▶ _Stated exercise_
Count the lines in the listing below that contain the string "water", matching case exactly. Reply with the number only.

Region labeling records

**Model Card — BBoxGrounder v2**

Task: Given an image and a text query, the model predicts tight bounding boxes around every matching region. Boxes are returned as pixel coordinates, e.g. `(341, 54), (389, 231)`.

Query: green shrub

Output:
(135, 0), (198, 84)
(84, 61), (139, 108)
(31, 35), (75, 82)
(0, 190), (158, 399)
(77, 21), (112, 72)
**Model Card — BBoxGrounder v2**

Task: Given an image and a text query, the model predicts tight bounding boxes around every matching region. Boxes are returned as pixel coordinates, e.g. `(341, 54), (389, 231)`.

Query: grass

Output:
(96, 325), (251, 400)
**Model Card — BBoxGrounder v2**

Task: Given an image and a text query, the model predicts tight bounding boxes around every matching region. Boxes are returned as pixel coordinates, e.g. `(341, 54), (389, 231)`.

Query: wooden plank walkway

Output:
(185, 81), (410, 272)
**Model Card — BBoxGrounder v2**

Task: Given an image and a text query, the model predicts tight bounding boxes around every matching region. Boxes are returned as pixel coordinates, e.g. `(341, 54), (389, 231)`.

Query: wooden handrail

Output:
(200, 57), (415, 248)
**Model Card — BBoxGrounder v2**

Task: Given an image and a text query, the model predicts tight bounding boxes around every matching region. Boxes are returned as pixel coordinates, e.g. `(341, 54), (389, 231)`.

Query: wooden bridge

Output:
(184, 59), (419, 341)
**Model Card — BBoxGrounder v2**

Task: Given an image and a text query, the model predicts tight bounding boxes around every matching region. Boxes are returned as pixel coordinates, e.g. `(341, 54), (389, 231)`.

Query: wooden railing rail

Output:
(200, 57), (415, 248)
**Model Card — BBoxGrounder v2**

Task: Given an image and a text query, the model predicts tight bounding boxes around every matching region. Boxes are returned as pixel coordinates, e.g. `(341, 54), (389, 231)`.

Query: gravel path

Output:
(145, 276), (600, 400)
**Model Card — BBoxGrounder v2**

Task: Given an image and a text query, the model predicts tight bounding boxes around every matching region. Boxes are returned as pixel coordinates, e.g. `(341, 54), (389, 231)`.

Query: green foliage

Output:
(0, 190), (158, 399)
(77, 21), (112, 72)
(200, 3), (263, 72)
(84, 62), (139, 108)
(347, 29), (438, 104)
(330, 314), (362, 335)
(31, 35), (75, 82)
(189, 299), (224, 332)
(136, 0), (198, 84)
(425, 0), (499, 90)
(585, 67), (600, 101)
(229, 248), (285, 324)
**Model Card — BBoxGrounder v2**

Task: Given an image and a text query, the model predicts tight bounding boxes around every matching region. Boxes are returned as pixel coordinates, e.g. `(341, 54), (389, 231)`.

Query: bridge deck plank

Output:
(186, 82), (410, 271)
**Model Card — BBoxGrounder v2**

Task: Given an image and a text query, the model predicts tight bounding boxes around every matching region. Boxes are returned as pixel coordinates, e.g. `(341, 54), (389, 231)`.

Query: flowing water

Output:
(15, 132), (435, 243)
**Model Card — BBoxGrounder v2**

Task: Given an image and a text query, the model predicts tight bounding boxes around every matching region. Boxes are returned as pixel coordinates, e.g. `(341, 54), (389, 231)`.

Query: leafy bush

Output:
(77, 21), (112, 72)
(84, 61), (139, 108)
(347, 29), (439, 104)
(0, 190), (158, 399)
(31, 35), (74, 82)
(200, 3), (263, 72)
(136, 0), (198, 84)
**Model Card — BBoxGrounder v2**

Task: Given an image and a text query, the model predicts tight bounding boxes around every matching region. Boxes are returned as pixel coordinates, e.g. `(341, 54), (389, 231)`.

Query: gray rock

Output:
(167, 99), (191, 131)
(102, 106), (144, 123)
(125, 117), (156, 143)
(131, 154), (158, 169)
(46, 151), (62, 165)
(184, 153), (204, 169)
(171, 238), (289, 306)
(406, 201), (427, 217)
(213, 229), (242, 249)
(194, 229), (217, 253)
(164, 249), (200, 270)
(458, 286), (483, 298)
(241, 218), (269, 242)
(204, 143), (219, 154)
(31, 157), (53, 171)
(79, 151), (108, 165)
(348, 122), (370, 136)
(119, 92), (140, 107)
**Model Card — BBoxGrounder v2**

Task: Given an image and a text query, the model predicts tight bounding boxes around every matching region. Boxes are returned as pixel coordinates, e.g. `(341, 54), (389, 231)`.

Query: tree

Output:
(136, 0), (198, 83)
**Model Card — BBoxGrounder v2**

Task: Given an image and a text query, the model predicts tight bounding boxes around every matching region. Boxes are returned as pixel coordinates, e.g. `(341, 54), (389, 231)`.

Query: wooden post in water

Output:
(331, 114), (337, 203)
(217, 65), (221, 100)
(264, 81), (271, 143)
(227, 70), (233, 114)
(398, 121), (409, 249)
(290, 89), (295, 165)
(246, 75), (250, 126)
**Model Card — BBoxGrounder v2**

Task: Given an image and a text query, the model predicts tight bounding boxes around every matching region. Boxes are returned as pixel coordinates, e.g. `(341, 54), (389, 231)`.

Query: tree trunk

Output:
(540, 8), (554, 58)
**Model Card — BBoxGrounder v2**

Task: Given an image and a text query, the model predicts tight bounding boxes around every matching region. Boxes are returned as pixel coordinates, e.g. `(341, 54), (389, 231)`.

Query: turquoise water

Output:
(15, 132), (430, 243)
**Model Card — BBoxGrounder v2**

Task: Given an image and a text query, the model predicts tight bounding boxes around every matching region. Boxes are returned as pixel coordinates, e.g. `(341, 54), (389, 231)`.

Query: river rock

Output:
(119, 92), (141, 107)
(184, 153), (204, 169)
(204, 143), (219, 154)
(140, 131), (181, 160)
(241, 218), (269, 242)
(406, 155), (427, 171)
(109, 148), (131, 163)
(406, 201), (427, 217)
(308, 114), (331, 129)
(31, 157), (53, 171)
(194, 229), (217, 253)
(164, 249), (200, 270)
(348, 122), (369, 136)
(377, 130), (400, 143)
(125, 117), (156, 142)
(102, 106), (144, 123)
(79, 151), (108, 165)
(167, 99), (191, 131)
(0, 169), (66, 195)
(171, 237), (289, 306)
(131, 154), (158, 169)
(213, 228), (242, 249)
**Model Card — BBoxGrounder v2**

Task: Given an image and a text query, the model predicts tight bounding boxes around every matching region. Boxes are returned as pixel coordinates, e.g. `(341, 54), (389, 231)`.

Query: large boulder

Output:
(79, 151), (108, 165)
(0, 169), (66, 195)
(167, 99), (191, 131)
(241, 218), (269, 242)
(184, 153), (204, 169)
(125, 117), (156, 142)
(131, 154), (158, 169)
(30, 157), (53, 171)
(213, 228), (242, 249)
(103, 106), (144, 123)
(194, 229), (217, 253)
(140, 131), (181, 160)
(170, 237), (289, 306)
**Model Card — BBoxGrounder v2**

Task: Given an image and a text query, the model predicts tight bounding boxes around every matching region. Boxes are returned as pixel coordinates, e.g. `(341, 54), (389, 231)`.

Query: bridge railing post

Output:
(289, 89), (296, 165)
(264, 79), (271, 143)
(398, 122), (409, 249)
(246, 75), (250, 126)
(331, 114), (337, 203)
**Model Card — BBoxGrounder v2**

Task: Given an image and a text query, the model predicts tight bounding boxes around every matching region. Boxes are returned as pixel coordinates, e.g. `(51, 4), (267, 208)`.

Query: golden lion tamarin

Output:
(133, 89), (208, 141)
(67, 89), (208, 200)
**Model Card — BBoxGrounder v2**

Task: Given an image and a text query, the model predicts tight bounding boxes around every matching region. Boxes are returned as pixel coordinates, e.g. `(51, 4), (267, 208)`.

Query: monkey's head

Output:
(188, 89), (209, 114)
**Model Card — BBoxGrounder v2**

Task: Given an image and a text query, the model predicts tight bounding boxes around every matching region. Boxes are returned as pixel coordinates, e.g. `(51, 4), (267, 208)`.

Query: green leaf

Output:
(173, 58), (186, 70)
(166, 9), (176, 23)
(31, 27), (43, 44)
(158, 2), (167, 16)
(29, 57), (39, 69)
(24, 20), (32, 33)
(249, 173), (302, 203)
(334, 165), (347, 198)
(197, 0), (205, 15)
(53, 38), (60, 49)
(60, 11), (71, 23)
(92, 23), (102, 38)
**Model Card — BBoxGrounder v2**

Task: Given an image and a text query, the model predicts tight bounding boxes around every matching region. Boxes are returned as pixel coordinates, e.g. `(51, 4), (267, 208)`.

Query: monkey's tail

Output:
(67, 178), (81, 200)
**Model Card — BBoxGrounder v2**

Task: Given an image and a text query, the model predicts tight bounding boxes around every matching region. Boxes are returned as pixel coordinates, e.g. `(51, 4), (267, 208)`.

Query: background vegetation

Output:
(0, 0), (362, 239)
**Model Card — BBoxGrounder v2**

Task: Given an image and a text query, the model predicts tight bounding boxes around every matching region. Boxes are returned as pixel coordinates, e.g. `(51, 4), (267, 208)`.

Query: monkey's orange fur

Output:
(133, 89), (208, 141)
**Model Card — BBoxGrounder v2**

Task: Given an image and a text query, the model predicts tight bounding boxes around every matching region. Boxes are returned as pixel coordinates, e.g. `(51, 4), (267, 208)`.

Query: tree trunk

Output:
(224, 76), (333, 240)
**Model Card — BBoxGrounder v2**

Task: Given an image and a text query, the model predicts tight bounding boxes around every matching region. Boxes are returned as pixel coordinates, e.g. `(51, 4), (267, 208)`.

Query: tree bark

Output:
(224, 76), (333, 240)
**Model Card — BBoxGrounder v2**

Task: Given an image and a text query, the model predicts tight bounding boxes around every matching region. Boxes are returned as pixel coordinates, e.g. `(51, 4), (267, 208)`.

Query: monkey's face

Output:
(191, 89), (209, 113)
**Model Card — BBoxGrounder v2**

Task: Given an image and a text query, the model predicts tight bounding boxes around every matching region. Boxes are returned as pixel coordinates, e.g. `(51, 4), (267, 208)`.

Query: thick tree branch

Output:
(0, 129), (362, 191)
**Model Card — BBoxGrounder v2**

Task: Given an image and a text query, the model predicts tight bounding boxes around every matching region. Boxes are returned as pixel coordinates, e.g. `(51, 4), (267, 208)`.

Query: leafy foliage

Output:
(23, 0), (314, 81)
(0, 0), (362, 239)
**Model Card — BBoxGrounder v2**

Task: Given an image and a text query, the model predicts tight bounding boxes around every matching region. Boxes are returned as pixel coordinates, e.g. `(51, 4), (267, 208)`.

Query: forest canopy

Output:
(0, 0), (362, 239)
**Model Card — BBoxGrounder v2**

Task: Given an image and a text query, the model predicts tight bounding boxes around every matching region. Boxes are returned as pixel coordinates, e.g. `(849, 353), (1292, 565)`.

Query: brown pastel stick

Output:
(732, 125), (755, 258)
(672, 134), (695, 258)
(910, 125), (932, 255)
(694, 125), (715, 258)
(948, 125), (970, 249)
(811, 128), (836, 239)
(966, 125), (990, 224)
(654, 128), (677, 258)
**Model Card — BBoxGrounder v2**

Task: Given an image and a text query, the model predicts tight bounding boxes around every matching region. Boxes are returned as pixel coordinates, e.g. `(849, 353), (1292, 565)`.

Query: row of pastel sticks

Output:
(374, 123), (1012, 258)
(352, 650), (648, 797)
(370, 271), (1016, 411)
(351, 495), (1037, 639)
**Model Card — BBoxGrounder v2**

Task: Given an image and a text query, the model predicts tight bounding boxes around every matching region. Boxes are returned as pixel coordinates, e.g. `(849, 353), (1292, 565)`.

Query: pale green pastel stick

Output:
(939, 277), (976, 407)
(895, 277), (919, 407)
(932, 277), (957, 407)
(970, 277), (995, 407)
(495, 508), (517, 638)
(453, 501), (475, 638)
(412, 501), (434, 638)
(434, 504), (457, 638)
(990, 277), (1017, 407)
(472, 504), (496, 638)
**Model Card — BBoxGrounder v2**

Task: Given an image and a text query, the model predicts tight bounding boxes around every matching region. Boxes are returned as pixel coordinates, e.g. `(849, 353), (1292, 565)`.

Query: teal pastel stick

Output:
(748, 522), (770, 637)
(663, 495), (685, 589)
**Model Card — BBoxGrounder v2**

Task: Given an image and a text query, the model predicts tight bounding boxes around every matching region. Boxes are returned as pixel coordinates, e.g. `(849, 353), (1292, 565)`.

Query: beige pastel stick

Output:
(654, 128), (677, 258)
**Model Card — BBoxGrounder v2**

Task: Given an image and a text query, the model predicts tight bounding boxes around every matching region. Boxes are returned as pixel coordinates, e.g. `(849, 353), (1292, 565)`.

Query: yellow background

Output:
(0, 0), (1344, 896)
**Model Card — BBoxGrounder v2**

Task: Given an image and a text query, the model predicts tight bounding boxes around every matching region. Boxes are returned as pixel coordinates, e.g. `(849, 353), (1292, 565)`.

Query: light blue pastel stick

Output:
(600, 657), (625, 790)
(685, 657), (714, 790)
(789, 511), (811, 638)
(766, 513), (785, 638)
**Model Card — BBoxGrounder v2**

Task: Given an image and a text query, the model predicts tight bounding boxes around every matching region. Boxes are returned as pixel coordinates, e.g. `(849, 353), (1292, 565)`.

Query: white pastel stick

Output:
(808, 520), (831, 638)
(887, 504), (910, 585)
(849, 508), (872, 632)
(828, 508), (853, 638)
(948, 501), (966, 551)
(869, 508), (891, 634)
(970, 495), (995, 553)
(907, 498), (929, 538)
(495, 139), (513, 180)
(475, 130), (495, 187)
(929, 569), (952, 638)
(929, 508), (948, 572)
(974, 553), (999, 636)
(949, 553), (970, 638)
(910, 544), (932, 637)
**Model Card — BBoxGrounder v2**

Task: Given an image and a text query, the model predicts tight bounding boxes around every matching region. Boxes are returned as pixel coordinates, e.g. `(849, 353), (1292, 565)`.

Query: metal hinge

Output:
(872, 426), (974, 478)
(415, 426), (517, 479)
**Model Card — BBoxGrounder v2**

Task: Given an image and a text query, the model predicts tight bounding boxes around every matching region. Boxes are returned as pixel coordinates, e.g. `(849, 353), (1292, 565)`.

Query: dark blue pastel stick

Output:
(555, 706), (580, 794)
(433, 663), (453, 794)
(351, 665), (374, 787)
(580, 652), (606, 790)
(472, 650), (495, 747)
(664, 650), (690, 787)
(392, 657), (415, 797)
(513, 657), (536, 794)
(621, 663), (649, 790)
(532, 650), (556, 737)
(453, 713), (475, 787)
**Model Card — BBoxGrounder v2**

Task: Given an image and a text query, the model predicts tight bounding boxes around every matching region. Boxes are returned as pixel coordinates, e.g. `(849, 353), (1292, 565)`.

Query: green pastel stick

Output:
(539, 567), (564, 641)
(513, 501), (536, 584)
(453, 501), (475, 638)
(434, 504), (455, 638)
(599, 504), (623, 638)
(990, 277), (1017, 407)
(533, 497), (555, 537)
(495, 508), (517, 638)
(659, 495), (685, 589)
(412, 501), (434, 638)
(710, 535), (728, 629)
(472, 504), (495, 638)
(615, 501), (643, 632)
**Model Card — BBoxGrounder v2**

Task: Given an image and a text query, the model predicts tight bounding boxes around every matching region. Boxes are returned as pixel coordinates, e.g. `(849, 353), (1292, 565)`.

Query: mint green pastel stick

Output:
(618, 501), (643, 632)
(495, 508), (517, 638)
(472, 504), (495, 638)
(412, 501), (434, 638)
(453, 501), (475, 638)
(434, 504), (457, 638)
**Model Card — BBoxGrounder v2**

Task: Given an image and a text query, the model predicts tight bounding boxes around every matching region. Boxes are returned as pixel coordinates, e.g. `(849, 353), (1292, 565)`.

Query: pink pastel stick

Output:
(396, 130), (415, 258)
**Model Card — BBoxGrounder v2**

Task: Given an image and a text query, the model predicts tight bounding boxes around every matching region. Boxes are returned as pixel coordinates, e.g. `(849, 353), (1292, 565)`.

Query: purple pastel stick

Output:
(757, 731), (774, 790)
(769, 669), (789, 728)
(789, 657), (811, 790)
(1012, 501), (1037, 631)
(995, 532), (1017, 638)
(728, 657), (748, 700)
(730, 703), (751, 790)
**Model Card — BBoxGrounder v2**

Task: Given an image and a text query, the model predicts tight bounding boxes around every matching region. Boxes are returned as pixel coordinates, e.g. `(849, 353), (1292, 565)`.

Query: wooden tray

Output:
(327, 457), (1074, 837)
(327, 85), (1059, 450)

▶ _Exercise answer_
3